[Items in a dataset]
######

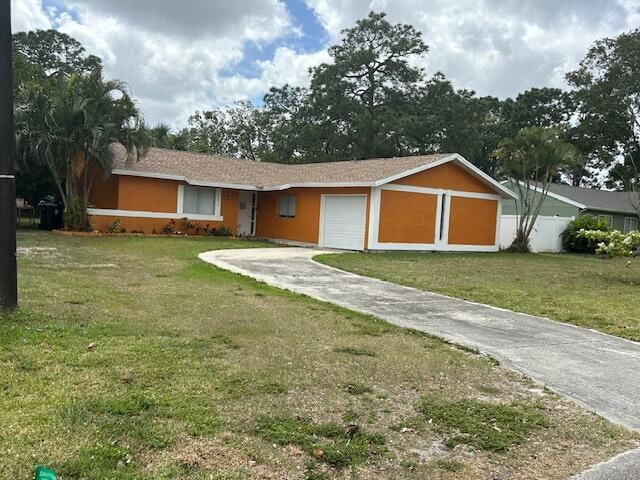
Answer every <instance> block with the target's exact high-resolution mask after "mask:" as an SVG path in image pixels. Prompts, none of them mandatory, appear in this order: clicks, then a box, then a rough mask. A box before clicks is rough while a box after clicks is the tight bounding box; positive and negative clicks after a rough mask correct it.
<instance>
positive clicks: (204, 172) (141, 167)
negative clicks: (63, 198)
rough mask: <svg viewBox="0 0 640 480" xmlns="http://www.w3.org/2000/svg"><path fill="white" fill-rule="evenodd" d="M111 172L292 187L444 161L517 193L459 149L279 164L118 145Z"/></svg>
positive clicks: (441, 163) (332, 182)
mask: <svg viewBox="0 0 640 480" xmlns="http://www.w3.org/2000/svg"><path fill="white" fill-rule="evenodd" d="M114 148H115V151H116V160H115V163H114V165H113V170H112V173H113V174H115V175H132V176H141V177H151V178H164V179H171V180H181V181H185V182H187V183H189V184H192V185H202V186H215V187H225V188H238V189H243V190H284V189H287V188H291V187H323V186H328V187H350V186H377V185H382V184H384V183H388V182H391V181H393V180H396V179H398V178H402V177H405V176H408V175H411V174H414V173H418V172H420V171H423V170H426V169H428V168H432V167H434V166H437V165H441V164H443V163H446V162H449V161H454V162H456V163H458V164H459V165H460V166H461V167H463V168H464V169H465V170H467V171H469V172H470V173H471V174H473V175H474V176H476V177H478V178H480V179H481V180H482V181H484V182H485V183H487V184H489V185H491V186H492V187H493V188H494V189H495V190H496V191H497V192H500V193H501V194H502V195H503V196H504V197H513V196H514V194H513V193H512V192H511V191H510V190H509V189H507V188H506V187H504V186H502V185H500V184H499V183H498V182H496V181H495V180H494V179H493V178H491V177H489V176H488V175H486V174H485V173H483V172H482V171H480V170H479V169H478V168H477V167H475V166H473V165H472V164H471V163H469V162H468V161H466V160H465V159H464V158H462V157H461V156H460V155H458V154H436V155H416V156H409V157H392V158H376V159H370V160H351V161H342V162H325V163H306V164H294V165H288V164H280V163H268V162H256V161H252V160H245V159H240V158H232V157H223V156H219V155H208V154H201V153H193V152H185V151H180V150H167V149H163V148H152V149H150V151H149V153H148V154H147V155H146V156H145V157H143V158H141V159H140V161H138V162H135V161H133V162H132V161H128V160H127V155H126V152H125V150H124V147H122V146H121V145H116V146H115V147H114Z"/></svg>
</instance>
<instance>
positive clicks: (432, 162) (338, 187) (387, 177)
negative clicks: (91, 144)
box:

######

## [WORK ITEM]
Change "rough mask" to "coarse mask" in the material from its beginning through the line containing "negative clicks: (63, 198)", inclusive, and give those lines again with nothing else altered and the pictures left out.

## [WORKED SOLUTION]
Answer every <instance> block with the target's exact high-resolution mask after "mask:" as an SVG path in image pixels. Prompts, none of them mandatory, appear in this order: clicks, then a box, then a coarse mask. A box before clicks is rough while a box after clicks is the tight bounding box; positive and negative clicks after a coarse mask correct it.
<instance>
positive clicks: (204, 172) (141, 167)
negative clicks: (63, 198)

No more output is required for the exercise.